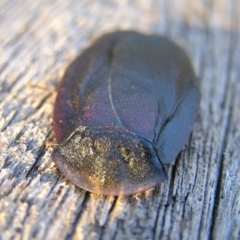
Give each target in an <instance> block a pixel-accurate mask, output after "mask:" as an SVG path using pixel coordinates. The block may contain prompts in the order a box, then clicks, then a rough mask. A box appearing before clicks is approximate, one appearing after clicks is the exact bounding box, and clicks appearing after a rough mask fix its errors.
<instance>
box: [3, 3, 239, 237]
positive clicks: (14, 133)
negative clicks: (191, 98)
mask: <svg viewBox="0 0 240 240" xmlns="http://www.w3.org/2000/svg"><path fill="white" fill-rule="evenodd" d="M119 29H121V30H128V29H131V30H137V31H140V32H143V33H157V34H161V35H165V36H168V37H169V38H171V39H172V40H173V41H175V42H176V43H178V44H179V45H181V46H182V47H183V48H184V49H185V50H186V51H187V53H188V55H189V57H190V59H191V61H192V63H193V66H194V69H195V72H196V74H197V76H198V78H199V82H200V90H201V93H202V99H201V106H200V110H199V115H198V119H197V121H196V124H195V126H194V130H193V133H192V135H191V137H190V140H189V143H188V144H187V145H186V146H185V147H184V149H183V151H182V152H181V154H180V155H179V156H178V157H177V159H176V160H175V162H174V163H173V164H171V165H170V166H169V167H168V177H169V179H168V181H166V182H164V183H163V184H161V185H160V186H159V187H157V188H155V189H152V190H149V191H147V192H145V193H141V194H137V195H134V196H129V197H104V196H100V195H96V194H92V193H89V192H86V191H85V190H83V189H80V188H79V187H76V186H74V185H73V184H72V183H71V182H69V181H68V180H66V178H65V177H63V176H62V175H61V174H60V173H59V171H58V170H57V168H56V166H55V165H54V163H53V162H52V160H51V152H52V147H46V146H45V143H46V142H49V141H50V142H51V141H54V137H53V130H52V110H53V104H54V99H55V93H54V92H53V90H54V89H55V88H56V86H57V85H58V83H59V81H60V79H61V77H62V75H63V73H64V70H65V69H66V67H67V66H68V64H70V62H71V61H72V60H73V59H74V58H75V56H77V55H78V54H79V53H81V52H82V51H83V49H84V48H86V47H87V46H89V45H90V44H91V43H92V41H93V40H94V39H95V38H97V37H98V36H100V35H102V34H103V33H106V32H111V31H114V30H119ZM239 37H240V1H239V0H211V1H210V0H195V1H188V0H181V1H173V0H163V1H161V0H149V1H146V0H133V1H127V0H115V1H114V0H99V1H97V0H95V1H94V0H86V1H77V0H76V1H63V0H62V1H61V0H58V1H57V0H56V1H50V0H35V1H30V0H9V1H7V0H1V1H0V47H1V48H0V116H1V117H0V239H1V240H8V239H19V240H20V239H24V240H25V239H50V240H51V239H74V240H77V239H174V240H176V239H223V240H224V239H240V38H239ZM29 84H35V85H40V86H42V87H43V89H40V88H35V87H29ZM44 88H46V89H44Z"/></svg>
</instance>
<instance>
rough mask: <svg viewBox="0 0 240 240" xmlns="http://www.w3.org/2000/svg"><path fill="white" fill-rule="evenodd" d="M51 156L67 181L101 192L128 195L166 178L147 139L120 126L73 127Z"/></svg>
mask: <svg viewBox="0 0 240 240" xmlns="http://www.w3.org/2000/svg"><path fill="white" fill-rule="evenodd" d="M52 157H53V160H54V162H55V164H56V165H57V166H58V168H59V169H60V171H61V172H62V173H63V174H64V175H65V176H66V177H67V178H68V179H70V181H72V182H74V183H75V184H76V185H78V186H80V187H82V188H84V189H86V190H89V191H91V192H95V193H100V194H103V195H114V196H119V195H131V194H134V193H137V192H142V191H145V190H147V189H150V188H153V187H155V186H156V185H158V184H159V183H161V182H163V181H165V180H166V179H167V175H166V172H165V169H164V168H163V166H162V164H161V163H160V162H159V159H158V156H157V154H156V152H155V150H154V148H153V147H152V145H151V144H150V142H148V141H145V140H144V139H139V138H138V137H137V136H134V135H132V134H131V133H128V132H126V131H125V130H121V129H120V128H119V129H109V128H107V129H105V128H98V129H92V128H86V129H85V130H83V131H81V130H79V131H78V130H76V131H75V133H74V134H73V135H71V137H69V139H68V140H67V141H66V142H64V145H63V144H62V145H59V147H58V148H56V149H55V150H54V152H53V155H52Z"/></svg>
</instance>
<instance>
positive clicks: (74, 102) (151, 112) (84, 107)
mask: <svg viewBox="0 0 240 240" xmlns="http://www.w3.org/2000/svg"><path fill="white" fill-rule="evenodd" d="M195 81H196V77H195V75H194V72H193V69H192V67H191V64H190V61H189V59H188V57H187V56H186V54H185V53H184V51H183V50H182V49H181V48H179V47H178V46H177V45H175V44H174V43H172V42H171V41H170V40H168V39H167V38H165V37H160V36H156V35H149V36H147V35H143V34H139V33H136V32H115V33H111V34H107V35H104V36H102V37H101V38H99V39H98V40H97V41H96V42H95V43H94V44H93V45H92V46H91V47H89V48H88V49H86V50H85V51H84V52H83V53H82V54H81V55H80V56H79V57H77V59H76V60H75V61H74V62H73V63H72V64H71V65H70V66H69V67H68V69H67V71H66V73H65V75H64V77H63V79H62V82H61V84H60V86H59V88H58V94H57V99H56V103H55V107H54V116H53V119H54V133H55V137H56V140H57V143H58V144H59V145H58V147H57V148H56V149H55V150H54V152H53V155H52V157H53V160H54V162H55V163H56V165H57V167H58V168H59V170H60V171H61V172H62V173H63V174H64V175H65V176H66V177H67V178H68V179H70V181H72V182H74V183H75V184H77V185H78V186H80V187H82V188H84V189H87V190H89V191H92V192H96V193H101V194H104V195H129V194H134V193H137V192H141V191H145V190H147V189H149V188H153V187H155V186H156V185H158V184H159V183H161V182H163V181H164V180H166V179H167V175H166V172H165V169H164V166H163V164H169V163H171V162H172V161H173V160H174V158H175V157H176V156H177V154H178V153H179V152H180V150H181V149H182V147H183V146H184V144H185V143H186V142H187V140H188V138H189V135H190V132H191V130H192V127H193V124H194V122H195V119H196V116H197V112H198V107H199V99H200V93H199V90H198V88H197V87H196V86H195Z"/></svg>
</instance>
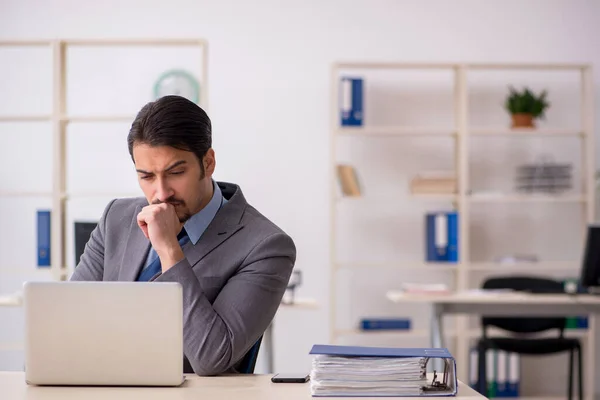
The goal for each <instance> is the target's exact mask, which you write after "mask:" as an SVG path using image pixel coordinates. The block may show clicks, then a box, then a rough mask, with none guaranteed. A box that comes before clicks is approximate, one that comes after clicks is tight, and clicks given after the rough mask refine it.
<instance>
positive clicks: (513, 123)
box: [504, 86, 550, 128]
mask: <svg viewBox="0 0 600 400" xmlns="http://www.w3.org/2000/svg"><path fill="white" fill-rule="evenodd" d="M547 95H548V93H547V91H546V90H543V91H542V92H541V93H540V94H539V95H538V96H536V95H535V93H533V92H532V91H531V90H529V89H528V88H524V89H523V91H521V92H519V91H517V90H515V88H513V87H512V86H510V87H509V95H508V97H507V98H506V102H505V104H504V106H505V108H506V110H507V111H508V112H509V113H510V114H511V116H512V127H513V128H533V127H535V124H534V119H537V118H542V119H543V118H544V117H545V115H544V113H545V111H546V109H547V108H548V106H549V105H550V103H548V101H547V100H546V96H547Z"/></svg>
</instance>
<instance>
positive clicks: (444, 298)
mask: <svg viewBox="0 0 600 400" xmlns="http://www.w3.org/2000/svg"><path fill="white" fill-rule="evenodd" d="M386 297H387V298H388V299H389V300H390V301H392V302H394V303H429V304H432V305H433V315H432V320H431V325H430V327H431V346H432V347H446V346H445V344H444V335H443V324H442V322H443V321H442V317H443V315H444V314H475V315H486V316H497V317H525V316H529V317H542V316H547V317H569V316H580V315H589V328H588V332H589V336H588V342H587V348H586V350H585V354H586V355H587V357H585V365H584V370H585V372H586V375H585V379H584V380H585V383H584V384H585V393H586V396H585V397H586V399H593V397H594V391H595V382H596V377H595V370H596V360H595V354H596V351H595V346H596V336H597V335H596V334H595V332H594V315H595V314H600V296H594V295H582V294H573V295H570V294H530V293H524V292H502V293H498V292H489V293H486V292H482V291H466V292H458V293H450V294H409V293H405V292H402V291H389V292H387V294H386ZM456 358H457V361H458V362H457V369H458V371H457V373H458V377H459V378H462V377H468V370H467V368H468V362H467V360H468V352H467V349H465V348H463V349H462V351H461V347H460V346H459V351H458V354H456Z"/></svg>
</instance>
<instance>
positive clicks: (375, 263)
mask: <svg viewBox="0 0 600 400" xmlns="http://www.w3.org/2000/svg"><path fill="white" fill-rule="evenodd" d="M458 265H459V264H458V263H424V262H422V263H419V262H410V261H401V262H395V263H394V262H389V263H368V262H366V263H359V262H352V263H337V264H336V266H337V268H339V269H355V268H357V269H382V268H383V269H385V268H387V269H397V270H401V271H402V270H407V271H414V270H421V271H422V270H426V271H432V270H435V271H440V272H446V271H454V270H456V269H457V268H458Z"/></svg>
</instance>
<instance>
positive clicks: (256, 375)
mask: <svg viewBox="0 0 600 400" xmlns="http://www.w3.org/2000/svg"><path fill="white" fill-rule="evenodd" d="M24 379H25V374H24V373H23V372H0V399H2V400H64V399H85V400H96V399H98V400H100V399H102V400H105V399H115V400H130V399H131V400H133V399H135V400H138V399H139V400H162V399H165V400H180V399H181V400H183V399H189V400H200V399H210V400H220V399H223V400H225V399H227V400H281V399H285V400H297V399H312V398H313V397H312V396H311V394H310V384H309V383H304V384H301V383H272V382H271V375H238V376H222V377H199V376H195V375H187V379H186V381H185V383H184V384H183V385H182V386H180V387H174V388H147V387H61V386H56V387H45V386H29V385H27V384H26V383H25V380H24ZM361 399H368V398H366V397H361ZM375 399H378V400H381V398H380V397H379V398H375ZM403 399H404V400H414V399H417V397H403ZM418 399H422V398H418ZM455 399H457V400H466V399H469V400H475V399H477V400H480V399H485V397H483V396H481V395H480V394H479V393H477V392H476V391H474V390H473V389H471V388H470V387H468V386H466V385H464V384H463V383H462V382H459V386H458V396H457V397H455ZM373 400H374V399H373Z"/></svg>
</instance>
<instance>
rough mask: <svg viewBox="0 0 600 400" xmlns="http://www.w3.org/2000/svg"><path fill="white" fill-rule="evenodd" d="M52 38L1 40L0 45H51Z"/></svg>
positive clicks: (11, 46)
mask: <svg viewBox="0 0 600 400" xmlns="http://www.w3.org/2000/svg"><path fill="white" fill-rule="evenodd" d="M51 44H52V41H50V40H0V46H7V47H19V46H50V45H51Z"/></svg>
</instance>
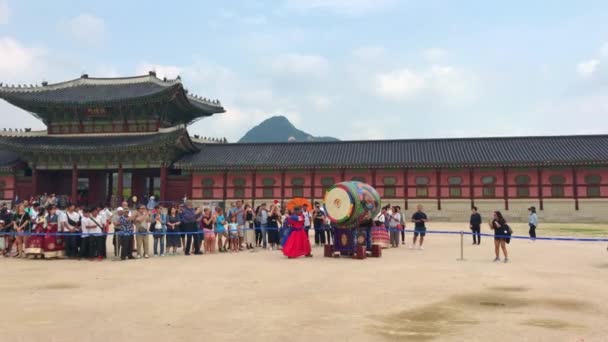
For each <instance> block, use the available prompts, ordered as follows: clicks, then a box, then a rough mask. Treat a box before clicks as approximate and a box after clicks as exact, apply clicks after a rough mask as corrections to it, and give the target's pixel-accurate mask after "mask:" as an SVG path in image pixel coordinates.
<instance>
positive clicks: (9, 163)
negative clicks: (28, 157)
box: [0, 150, 19, 170]
mask: <svg viewBox="0 0 608 342" xmlns="http://www.w3.org/2000/svg"><path fill="white" fill-rule="evenodd" d="M18 161H19V155H18V154H16V153H14V152H11V151H6V150H0V170H3V169H6V168H9V167H11V166H13V165H15V164H16V163H17V162H18Z"/></svg>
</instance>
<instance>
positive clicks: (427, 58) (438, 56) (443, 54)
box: [422, 48, 448, 62]
mask: <svg viewBox="0 0 608 342" xmlns="http://www.w3.org/2000/svg"><path fill="white" fill-rule="evenodd" d="M422 54H423V55H424V58H425V59H426V60H427V61H430V62H437V61H439V60H441V59H443V58H445V57H446V56H447V54H448V53H447V51H445V50H444V49H440V48H431V49H427V50H424V51H423V53H422Z"/></svg>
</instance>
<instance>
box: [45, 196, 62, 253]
mask: <svg viewBox="0 0 608 342" xmlns="http://www.w3.org/2000/svg"><path fill="white" fill-rule="evenodd" d="M58 232H59V215H58V214H57V208H56V207H55V206H54V205H50V206H49V207H48V215H47V217H46V234H45V235H44V241H43V242H42V250H43V253H44V257H45V258H61V257H63V255H64V247H63V236H59V235H58Z"/></svg>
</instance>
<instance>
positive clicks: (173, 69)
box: [135, 62, 183, 79]
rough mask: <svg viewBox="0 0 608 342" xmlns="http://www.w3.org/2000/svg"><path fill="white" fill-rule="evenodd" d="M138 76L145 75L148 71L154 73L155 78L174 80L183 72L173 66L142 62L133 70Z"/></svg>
mask: <svg viewBox="0 0 608 342" xmlns="http://www.w3.org/2000/svg"><path fill="white" fill-rule="evenodd" d="M135 70H136V72H137V74H138V75H145V74H147V73H148V72H150V71H155V72H156V77H158V78H163V77H166V78H168V79H174V78H176V77H177V76H180V74H181V73H182V72H183V68H181V67H178V66H175V65H161V64H153V63H147V62H143V63H140V64H139V65H138V66H137V68H136V69H135Z"/></svg>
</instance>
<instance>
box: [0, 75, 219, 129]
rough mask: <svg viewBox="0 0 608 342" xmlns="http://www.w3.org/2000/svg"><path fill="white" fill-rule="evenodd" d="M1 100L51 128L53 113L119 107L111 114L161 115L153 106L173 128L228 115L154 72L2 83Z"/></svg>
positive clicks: (83, 75) (204, 100)
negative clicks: (160, 78)
mask: <svg viewBox="0 0 608 342" xmlns="http://www.w3.org/2000/svg"><path fill="white" fill-rule="evenodd" d="M0 99H4V100H6V101H7V102H9V103H11V104H13V105H15V106H17V107H20V108H22V109H24V110H26V111H28V112H30V113H32V114H33V115H34V116H36V117H38V118H40V119H41V120H42V121H43V122H44V123H45V124H47V126H48V124H49V122H51V121H52V120H51V119H50V118H51V117H52V116H53V113H57V112H61V111H65V112H71V111H72V110H74V109H91V108H103V109H106V108H108V107H117V108H118V109H117V110H116V111H109V112H114V113H116V112H119V111H122V110H124V109H123V108H135V109H134V110H135V111H137V108H140V111H144V112H147V113H150V114H156V115H158V113H156V112H155V111H154V110H152V109H151V108H150V107H149V106H147V105H150V104H151V105H155V106H156V107H158V108H159V109H158V110H156V111H157V112H159V111H165V112H167V113H170V114H173V116H174V119H175V120H173V121H171V122H170V125H173V124H177V123H191V122H193V121H195V120H197V119H198V118H200V117H202V116H210V115H213V114H217V113H224V112H225V110H224V107H222V105H221V103H220V102H219V101H218V100H209V99H206V98H203V97H200V96H196V95H193V94H189V93H188V91H187V90H186V89H184V87H183V85H182V82H181V79H180V78H179V77H178V78H176V79H174V80H167V79H162V80H161V79H159V78H157V77H156V74H155V73H154V72H150V74H149V75H144V76H135V77H121V78H90V77H89V76H88V75H82V76H81V78H77V79H74V80H71V81H66V82H61V83H55V84H47V83H43V85H35V86H34V85H29V86H27V85H17V86H15V85H7V84H2V83H0ZM142 107H143V108H142ZM127 110H128V109H127ZM165 114H166V113H165Z"/></svg>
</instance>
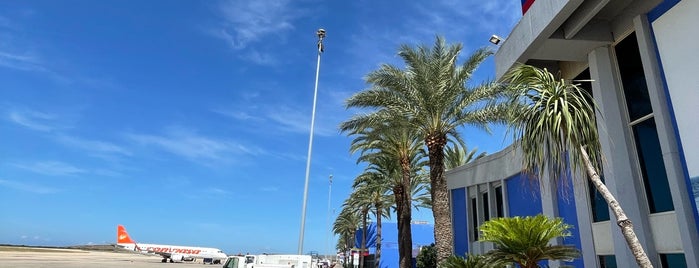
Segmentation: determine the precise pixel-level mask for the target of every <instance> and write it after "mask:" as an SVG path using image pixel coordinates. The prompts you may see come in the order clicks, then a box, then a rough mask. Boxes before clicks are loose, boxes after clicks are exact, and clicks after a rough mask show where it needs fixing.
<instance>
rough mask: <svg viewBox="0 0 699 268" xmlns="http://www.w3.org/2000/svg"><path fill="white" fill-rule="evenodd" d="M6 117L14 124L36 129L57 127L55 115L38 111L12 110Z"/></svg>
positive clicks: (46, 129)
mask: <svg viewBox="0 0 699 268" xmlns="http://www.w3.org/2000/svg"><path fill="white" fill-rule="evenodd" d="M7 118H8V119H9V120H10V121H12V122H13V123H15V124H18V125H21V126H23V127H26V128H30V129H33V130H37V131H44V132H48V131H52V130H54V129H56V128H57V127H58V126H57V124H56V115H53V114H49V113H44V112H39V111H32V110H13V111H10V112H9V113H8V114H7Z"/></svg>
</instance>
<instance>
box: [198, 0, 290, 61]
mask: <svg viewBox="0 0 699 268" xmlns="http://www.w3.org/2000/svg"><path fill="white" fill-rule="evenodd" d="M220 12H221V15H222V17H223V27H222V28H219V29H216V30H214V31H212V34H213V35H214V36H216V37H219V38H221V39H223V40H225V41H226V42H228V43H229V45H230V46H231V47H232V48H234V49H243V48H245V47H247V46H248V45H249V44H251V43H254V42H258V41H260V40H262V39H263V38H265V37H267V36H272V35H281V34H283V33H284V32H286V31H289V30H291V29H293V28H294V26H293V21H294V20H295V19H297V18H298V17H299V16H300V15H302V13H303V12H302V11H301V10H299V9H296V8H294V7H293V6H291V1H290V0H277V1H265V0H260V1H241V0H229V1H225V2H224V3H223V4H222V5H221V6H220Z"/></svg>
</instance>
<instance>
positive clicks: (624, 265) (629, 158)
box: [588, 46, 660, 267]
mask: <svg viewBox="0 0 699 268" xmlns="http://www.w3.org/2000/svg"><path fill="white" fill-rule="evenodd" d="M588 60H589V63H590V75H591V77H592V79H594V81H593V82H592V92H593V96H594V99H595V101H596V102H597V105H598V108H599V112H598V113H597V120H598V123H597V124H598V127H599V132H600V143H601V146H602V153H603V154H604V156H605V158H604V159H605V160H606V161H605V165H604V176H605V183H606V185H607V187H608V188H609V190H610V191H611V192H612V194H614V196H615V197H616V198H617V200H618V201H619V203H620V204H621V207H622V208H623V209H624V211H625V212H626V215H627V216H628V217H629V219H630V220H631V221H632V222H633V225H634V230H635V232H636V235H637V236H638V239H639V241H640V242H641V245H642V246H643V248H644V249H645V251H646V254H648V257H649V258H650V260H651V262H652V263H653V265H654V266H655V267H660V262H659V261H658V255H657V252H656V251H655V246H654V244H653V239H652V237H650V236H651V230H650V225H649V223H648V203H647V202H646V199H645V195H644V193H645V190H644V187H643V184H642V181H641V179H640V174H638V173H637V172H636V171H635V169H634V168H633V167H634V165H633V164H632V163H634V162H632V161H634V160H632V159H636V156H635V154H634V153H633V150H631V145H632V141H631V140H630V139H629V138H628V137H632V135H631V133H630V130H629V128H628V119H627V118H626V103H625V102H624V101H623V98H622V96H623V92H622V89H621V88H619V86H618V85H620V84H621V83H620V81H619V77H618V72H617V69H616V67H615V66H616V65H615V63H614V58H613V57H612V49H611V47H609V46H605V47H599V48H596V49H594V50H593V51H592V52H590V54H589V55H588ZM610 215H611V219H612V225H611V228H612V236H613V242H614V252H615V255H616V261H617V266H618V267H634V266H636V261H635V258H634V257H633V255H632V254H631V251H630V250H629V249H628V246H627V244H626V241H625V240H624V238H623V236H622V234H621V232H620V229H619V227H618V225H616V217H614V214H613V213H611V212H610Z"/></svg>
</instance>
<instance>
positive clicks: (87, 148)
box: [58, 136, 131, 156]
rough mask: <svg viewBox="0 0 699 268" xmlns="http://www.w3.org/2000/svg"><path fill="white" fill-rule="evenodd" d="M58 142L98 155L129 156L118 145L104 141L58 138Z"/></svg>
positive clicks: (86, 139)
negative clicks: (93, 152) (109, 154)
mask: <svg viewBox="0 0 699 268" xmlns="http://www.w3.org/2000/svg"><path fill="white" fill-rule="evenodd" d="M58 141H59V142H61V143H63V144H65V145H67V146H71V147H74V148H77V149H81V150H84V151H89V152H94V153H99V154H118V155H125V156H130V155H131V152H130V151H129V150H126V149H125V148H123V147H121V146H119V145H116V144H113V143H109V142H104V141H97V140H87V139H82V138H76V137H70V136H59V137H58Z"/></svg>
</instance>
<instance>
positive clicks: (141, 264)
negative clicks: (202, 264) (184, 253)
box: [0, 247, 221, 268]
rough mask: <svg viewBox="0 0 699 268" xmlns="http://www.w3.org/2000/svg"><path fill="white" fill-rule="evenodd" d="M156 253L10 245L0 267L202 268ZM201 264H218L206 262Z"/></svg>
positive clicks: (3, 254)
mask: <svg viewBox="0 0 699 268" xmlns="http://www.w3.org/2000/svg"><path fill="white" fill-rule="evenodd" d="M160 260H161V258H160V257H159V256H147V255H141V254H134V253H121V252H108V251H85V250H73V249H45V248H12V247H0V267H2V268H4V267H7V268H29V267H31V268H43V267H46V268H49V267H50V268H74V267H78V268H80V267H91V268H92V267H104V268H117V267H132V268H151V267H161V268H162V267H175V268H177V267H202V266H203V265H202V263H201V260H199V261H198V262H194V263H191V262H190V263H188V262H184V263H162V262H160ZM203 267H221V265H218V264H217V265H208V264H207V265H205V266H203Z"/></svg>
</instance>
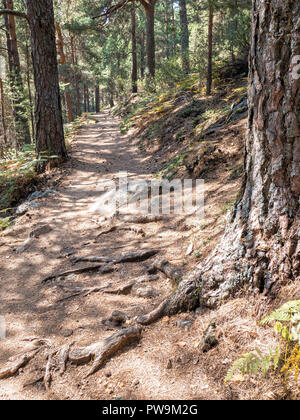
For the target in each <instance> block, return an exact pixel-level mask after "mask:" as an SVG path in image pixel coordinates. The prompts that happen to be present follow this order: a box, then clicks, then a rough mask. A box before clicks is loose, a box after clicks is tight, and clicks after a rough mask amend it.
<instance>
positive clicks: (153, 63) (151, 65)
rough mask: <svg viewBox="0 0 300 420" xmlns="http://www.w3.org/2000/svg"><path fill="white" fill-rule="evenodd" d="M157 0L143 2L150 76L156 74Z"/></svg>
mask: <svg viewBox="0 0 300 420" xmlns="http://www.w3.org/2000/svg"><path fill="white" fill-rule="evenodd" d="M156 1H157V0H149V1H147V2H146V1H145V0H143V1H142V2H141V3H142V5H143V6H144V8H145V13H146V54H147V73H148V76H149V77H150V78H154V76H155V34H154V15H155V4H156Z"/></svg>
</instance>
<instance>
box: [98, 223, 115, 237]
mask: <svg viewBox="0 0 300 420" xmlns="http://www.w3.org/2000/svg"><path fill="white" fill-rule="evenodd" d="M116 230H117V226H111V227H109V228H107V229H103V230H101V232H100V233H98V235H97V236H96V239H98V238H100V236H102V235H106V234H108V233H111V232H115V231H116Z"/></svg>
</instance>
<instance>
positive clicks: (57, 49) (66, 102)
mask: <svg viewBox="0 0 300 420" xmlns="http://www.w3.org/2000/svg"><path fill="white" fill-rule="evenodd" d="M55 30H56V34H57V42H56V45H57V50H58V52H59V56H60V65H61V66H62V80H63V82H64V83H65V84H67V85H68V86H69V85H70V80H69V78H68V77H67V75H66V73H65V72H66V69H65V68H64V67H65V66H66V63H67V59H66V55H65V51H64V40H63V37H62V32H61V29H60V25H59V23H58V22H55ZM68 89H69V87H67V90H66V92H65V100H66V108H67V115H68V122H69V123H71V122H72V121H73V120H74V116H73V109H72V100H71V94H70V92H69V91H68Z"/></svg>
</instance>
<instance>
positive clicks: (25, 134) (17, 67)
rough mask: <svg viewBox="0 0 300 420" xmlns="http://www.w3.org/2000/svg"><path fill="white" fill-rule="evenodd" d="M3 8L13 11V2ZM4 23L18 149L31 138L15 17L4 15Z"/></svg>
mask: <svg viewBox="0 0 300 420" xmlns="http://www.w3.org/2000/svg"><path fill="white" fill-rule="evenodd" d="M3 7H4V9H8V10H13V9H14V4H13V0H3ZM4 23H5V29H6V41H7V51H8V65H9V78H10V89H11V92H12V104H13V116H14V121H15V127H16V147H17V148H19V147H20V146H21V145H22V144H29V143H30V142H31V138H30V130H29V124H28V120H27V118H26V107H25V106H24V99H25V94H24V87H23V81H22V76H21V66H20V57H19V50H18V43H17V35H16V24H15V17H14V16H13V15H4Z"/></svg>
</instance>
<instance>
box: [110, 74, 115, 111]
mask: <svg viewBox="0 0 300 420" xmlns="http://www.w3.org/2000/svg"><path fill="white" fill-rule="evenodd" d="M109 105H110V107H111V108H113V107H114V105H115V104H114V84H113V75H112V73H111V74H110V79H109Z"/></svg>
....
How many lines of the records contain the string "negative"? Give only the number.

5